» Text section:
--------------------------------------------------

Scientists have designed a single-celled synthetic cell. These single-cell organisms can divide and multiply like the original cell. The advancement will help the researchers to build mini computers and drug factories with these cells. The new study was published in the journal cell.

 Elizabeth Strychalski, leader of the Cellular Engineering Group at the National Institute of Standards and Technology and senior author said that there are many ways the improvement in the field of biology could be helpful to us in our daily life. She teamed with her colleagues and planned to engineer living sensors that can take measurements from their surrounding environments, monitoring the acidity, temperature, and oxygen levels nearby.

These sensors can greatly help in the manufacture of products like medicines and they can be placed inside the body. She added that the main goal is when the cell senses a disease state,  and it can make it therapeutic. Then when the disease state is longer there, they could stop making that therapeutic. Other cells could be cultured in the lab and used to produce food and fuel products.

--------------------------------------------------

» Data shown:

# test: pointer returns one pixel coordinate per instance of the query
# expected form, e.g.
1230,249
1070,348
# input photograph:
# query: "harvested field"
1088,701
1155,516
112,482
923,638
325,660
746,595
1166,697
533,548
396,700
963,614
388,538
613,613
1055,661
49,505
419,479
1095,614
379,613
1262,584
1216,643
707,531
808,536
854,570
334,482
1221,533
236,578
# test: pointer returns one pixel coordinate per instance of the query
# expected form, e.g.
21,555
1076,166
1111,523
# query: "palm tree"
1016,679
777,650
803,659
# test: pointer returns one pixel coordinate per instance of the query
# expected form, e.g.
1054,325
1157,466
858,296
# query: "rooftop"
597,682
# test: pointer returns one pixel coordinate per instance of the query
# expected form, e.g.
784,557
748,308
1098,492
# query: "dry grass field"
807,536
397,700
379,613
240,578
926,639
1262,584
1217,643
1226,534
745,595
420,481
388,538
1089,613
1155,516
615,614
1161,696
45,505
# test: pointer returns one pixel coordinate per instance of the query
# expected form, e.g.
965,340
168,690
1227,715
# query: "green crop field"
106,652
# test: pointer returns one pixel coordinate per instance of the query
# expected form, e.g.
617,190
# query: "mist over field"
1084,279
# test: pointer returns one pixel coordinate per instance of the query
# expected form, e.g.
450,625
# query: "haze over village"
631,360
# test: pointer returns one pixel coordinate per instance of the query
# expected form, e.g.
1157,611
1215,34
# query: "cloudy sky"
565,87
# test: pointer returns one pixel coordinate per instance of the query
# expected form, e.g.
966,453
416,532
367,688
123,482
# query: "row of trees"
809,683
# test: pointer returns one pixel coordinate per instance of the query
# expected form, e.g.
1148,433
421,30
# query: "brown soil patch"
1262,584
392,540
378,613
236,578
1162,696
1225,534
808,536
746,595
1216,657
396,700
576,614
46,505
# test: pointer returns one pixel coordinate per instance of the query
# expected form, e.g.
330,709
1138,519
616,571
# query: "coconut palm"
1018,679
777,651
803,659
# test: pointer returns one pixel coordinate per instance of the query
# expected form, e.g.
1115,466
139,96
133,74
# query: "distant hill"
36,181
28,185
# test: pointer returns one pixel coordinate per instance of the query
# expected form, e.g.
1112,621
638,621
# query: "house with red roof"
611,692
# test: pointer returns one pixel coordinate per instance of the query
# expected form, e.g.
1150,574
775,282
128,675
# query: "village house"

--------------------------------------------------

» What this task involves: Write the next part of the article on the synthetic cell, picking up after its last sentence. The records were drawn from a separate source and have no connection to the text.

» Output of the task:
The group of researchers began with an existing synthetic cell called JCVI-syn3.0, which was created in 2016 and it contains 473 genes, Scientific American reported. According to another statement, the bacterium Escherichia coli has about 4,000 genes. This bare-bones cell was crafted from the bacterium Mycoplasma genitalium, a sexually transmitted microbe, which scientists stripped of its natural DNA and replaced with their own engineered DNA. In creating JCVI-syn3.0, the scientists wanted to learn which genes are essential for a cell to survive and function normally, and which are superfluous.

The synthetic cell JCVI-syn3.0 could build proteins and replicate its DNA without issue, the minimalist cell could not divide into uniform spheres. Instead, it split haphazardly, producing daughter cells of many different shapes and sizes. Strychalski and her team set out to fix this problem by adding back genes to the stripped-down cell. The researchers discovered 492 genes in JCVI-syn3A. Among these 492 genes, seven of the genes are critical for normal cell division.